> _Instrução A_
Reproduza fielmente o trecho do texto sobre a Disneylândia, começando em "Nos Estados Unidos, em" e seguindo até "Ilha de Manhattan.".

── Texto de origem ──

A Disneylândia usa a terminologia do show business. A multidão é o auditório, constituída não de consumidores, mas de convidados.

Uma das primeiras experiências na Disneylândia ocorreu com a aquisição de uma área para erguer o primeiro parque temático. O local onde foi construída a Disneylândia era in suficiente para uma futura ampliação e para a instalação de novos atrativos, portanto, diante das limitações de área, percebeu-se a necessidade de se construir um novo parque temático, maior em dimensão territorial e em opções de entretenimento.

Em 1954, quando Walt Disney comprou para a Disneylândia o terreno de 64,7 hectares em Anaheim, Califórnia, ele não pôde adquirir mais terra devido aos limitados recursos financeiros da dívida que tinha assumido, somado às estimativas do custo da construção do parque. Disney nunca deixou de se lamentar por não ter comprado mais terra, especialmente quando seu extraordinário bem-sucedido parque ficou rodeado por espalhafatosos mercados de fast-food e motéis. Ele declarou que não cometeria outra vez o mesmo erro (Capodagli e Jackson 2000, 33).

A partir das limitações da Disneylândia, surgiu o projeto do maior parque temático do mundo, instalado no Estado da Flórida: a Disney World. Desse momento em diante, o Modelo Disney voltou-se para a renda monopolista, exclusivista e sem concorrentes próximos. Segundo Harvey (2005, 222) a renda monopolista surge porque os atores sociais podem aumentar seu fluxo de renda por muito tempo, em virtude do controle exclusivo sobre algum item, direta ou indiretamente comercializável, que é, em alguns aspectos, crucial, único e irreplicável. Há duas situações em que a categoria renda monopolista alcança o primeiro plano. A primeira situação surge quando os atores sociais controlam algum recurso natural, mercadoria ou local de qualidade especial em relação a certo tipo de atividade, permitindo-lhes extrair renda monopolista daqueles que desejam usar tal recurso, mercadoria ou local.

Nos Estados Unidos, em particular na Flórida, começou o que pode ser denominado de Modelo Disney, com completa inserção na renda monopolista. Nesse Estado, o grupo Disney teve total liberdade e controle territorial, envolvendo o aspecto político e econômico. Tudo isso foi feito em nome do "desenvolvimento" que a Disney World traria para aquela região. A Disney World, portanto, constituiu-se num arrojado complexo de entretenimento, com uma ampla área correspondente a oitenta vezes o Estado do Vaticano em extensão territorial ou a duas vezes a Ilha de Manhattan.

───
── Registros fornecidos ──

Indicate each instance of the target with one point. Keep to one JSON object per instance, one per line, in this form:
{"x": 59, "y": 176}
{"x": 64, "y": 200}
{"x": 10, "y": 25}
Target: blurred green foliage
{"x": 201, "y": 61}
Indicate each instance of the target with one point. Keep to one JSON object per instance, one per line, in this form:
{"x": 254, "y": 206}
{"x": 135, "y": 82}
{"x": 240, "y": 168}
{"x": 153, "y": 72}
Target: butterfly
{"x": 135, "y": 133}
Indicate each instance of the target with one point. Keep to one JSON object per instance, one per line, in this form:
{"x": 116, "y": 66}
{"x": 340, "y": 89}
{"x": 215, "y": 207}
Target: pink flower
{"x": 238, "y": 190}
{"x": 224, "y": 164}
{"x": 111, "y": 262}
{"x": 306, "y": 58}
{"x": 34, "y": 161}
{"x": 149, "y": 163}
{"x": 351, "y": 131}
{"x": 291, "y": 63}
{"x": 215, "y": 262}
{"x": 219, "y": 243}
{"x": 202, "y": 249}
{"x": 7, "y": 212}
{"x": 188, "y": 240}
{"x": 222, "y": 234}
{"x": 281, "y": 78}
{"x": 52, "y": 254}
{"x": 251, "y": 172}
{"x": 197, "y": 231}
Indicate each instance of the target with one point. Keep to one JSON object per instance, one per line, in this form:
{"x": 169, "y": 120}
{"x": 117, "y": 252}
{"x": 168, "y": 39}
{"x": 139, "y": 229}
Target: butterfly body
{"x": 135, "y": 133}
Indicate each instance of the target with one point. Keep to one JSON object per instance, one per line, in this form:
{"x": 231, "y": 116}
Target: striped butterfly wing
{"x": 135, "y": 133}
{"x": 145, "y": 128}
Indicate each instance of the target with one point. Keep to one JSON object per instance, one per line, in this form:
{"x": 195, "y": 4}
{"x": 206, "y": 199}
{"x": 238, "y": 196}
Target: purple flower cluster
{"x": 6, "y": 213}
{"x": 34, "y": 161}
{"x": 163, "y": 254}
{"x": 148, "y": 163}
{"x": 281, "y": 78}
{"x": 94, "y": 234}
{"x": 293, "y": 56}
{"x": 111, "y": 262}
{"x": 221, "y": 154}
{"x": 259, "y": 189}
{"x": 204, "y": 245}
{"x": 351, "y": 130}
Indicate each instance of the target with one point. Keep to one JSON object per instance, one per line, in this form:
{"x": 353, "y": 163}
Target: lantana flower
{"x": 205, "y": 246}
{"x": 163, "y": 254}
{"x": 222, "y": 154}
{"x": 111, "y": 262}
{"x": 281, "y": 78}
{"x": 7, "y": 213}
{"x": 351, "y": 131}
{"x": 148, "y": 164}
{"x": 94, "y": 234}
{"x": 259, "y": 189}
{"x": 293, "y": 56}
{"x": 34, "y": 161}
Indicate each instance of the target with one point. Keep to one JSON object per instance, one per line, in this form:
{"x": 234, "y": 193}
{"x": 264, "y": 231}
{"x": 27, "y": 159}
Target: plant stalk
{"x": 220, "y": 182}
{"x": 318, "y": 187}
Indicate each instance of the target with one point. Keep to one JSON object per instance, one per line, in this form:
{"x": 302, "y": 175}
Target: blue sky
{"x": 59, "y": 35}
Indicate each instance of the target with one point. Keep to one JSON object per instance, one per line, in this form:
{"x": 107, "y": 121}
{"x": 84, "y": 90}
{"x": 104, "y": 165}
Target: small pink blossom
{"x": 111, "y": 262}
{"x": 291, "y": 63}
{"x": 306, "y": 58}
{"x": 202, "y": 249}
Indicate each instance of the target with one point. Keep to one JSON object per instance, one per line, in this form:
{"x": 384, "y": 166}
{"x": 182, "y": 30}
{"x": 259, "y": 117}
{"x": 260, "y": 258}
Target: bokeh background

───

> _Instrução B_
Informe quantas linhas dos registros acima contêm a palavra "pink". Responda somente com o número.

> _Resposta correta A_
Nos Estados Unidos, em particular na Flórida, começou o que pode ser denominado de Modelo Disney, com completa inserção na renda monopolista. Nesse Estado, o grupo Disney teve total liberdade e controle territorial, envolvendo o aspecto político e econômico. Tudo isso foi feito em nome do "desenvolvimento" que a Disney World traria para aquela região. A Disney World, portanto, constituiu-se num arrojado complexo de entretenimento, com uma ampla área correspondente a oitenta vezes o Estado do Vaticano em extensão territorial ou a duas vezes a Ilha de Manhattan.

> _Resposta correta B_
2